(What you should do): Extract every line of the records below verbatim, omitting the pictures.

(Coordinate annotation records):
## begin

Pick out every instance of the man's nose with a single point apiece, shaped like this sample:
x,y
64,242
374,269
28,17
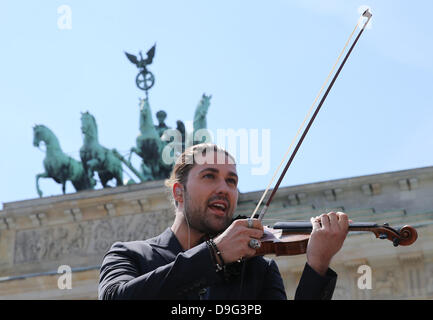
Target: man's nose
x,y
222,187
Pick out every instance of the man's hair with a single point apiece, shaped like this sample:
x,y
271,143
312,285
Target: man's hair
x,y
187,160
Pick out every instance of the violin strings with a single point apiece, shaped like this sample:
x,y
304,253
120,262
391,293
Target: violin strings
x,y
302,125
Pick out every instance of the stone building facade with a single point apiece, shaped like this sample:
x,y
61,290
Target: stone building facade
x,y
42,239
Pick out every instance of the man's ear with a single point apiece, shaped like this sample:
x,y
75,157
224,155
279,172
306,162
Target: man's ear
x,y
178,192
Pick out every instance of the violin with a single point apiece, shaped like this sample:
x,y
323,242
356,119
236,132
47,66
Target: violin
x,y
291,238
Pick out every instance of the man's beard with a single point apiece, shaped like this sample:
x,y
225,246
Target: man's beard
x,y
200,220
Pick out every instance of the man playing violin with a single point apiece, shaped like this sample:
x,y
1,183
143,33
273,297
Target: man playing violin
x,y
206,254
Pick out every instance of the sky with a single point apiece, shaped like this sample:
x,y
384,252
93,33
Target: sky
x,y
263,62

## end

(Finished task):
Pick out every instance of the man's nose with a single point apiece, shaped like this sample:
x,y
64,242
374,269
28,17
Target: man's nose
x,y
222,187
Pick out every instance of the man's hair with a single point apiece, shaped like this sample:
x,y
271,143
312,285
Target: man's hair
x,y
187,160
Pick out every instance of the violin strings with a single point apiece, shaped like this sample:
x,y
304,253
120,262
391,293
Target: violin strings
x,y
302,125
Pick out every instance of the stone building facade with a single point apiece, shaped like this sample:
x,y
61,290
Target: stone building facade
x,y
42,239
Pick out every instance of the man's ear with a single point apiece, shaped like this sample:
x,y
75,157
224,155
279,172
306,162
Target: man's ear
x,y
178,192
Pick out every instance of the violin with a single point apiece, shaped like this sample:
x,y
323,242
356,119
236,132
47,66
Target: violin
x,y
291,238
Pick out every instance of the man's beard with a single point apiece, shaped like this sample:
x,y
225,246
Target: man's beard
x,y
200,220
Pick out every instance of the man playing violin with a single point apiece, shaped like this sample:
x,y
1,183
143,33
273,297
Target: man playing violin
x,y
206,254
Pick out every instance of the sky with a single point apiece, shaped like this sample:
x,y
384,252
93,33
Target: sky
x,y
263,62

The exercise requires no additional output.